* begin Dataset *

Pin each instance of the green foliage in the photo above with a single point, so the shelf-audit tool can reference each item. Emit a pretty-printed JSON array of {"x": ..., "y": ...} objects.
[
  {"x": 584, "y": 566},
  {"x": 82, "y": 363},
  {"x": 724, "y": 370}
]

* end Dataset *

▶ **Problem details**
Write out the entries above again, word for word and without any change.

▶ **Answer to this task**
Pin each instance of the green foliage in the photo above with a single point, so the shelf-audit tool can reference each item. Emit a pretty-printed JSON array of {"x": ..., "y": ...} objects.
[
  {"x": 584, "y": 566},
  {"x": 82, "y": 363},
  {"x": 724, "y": 370}
]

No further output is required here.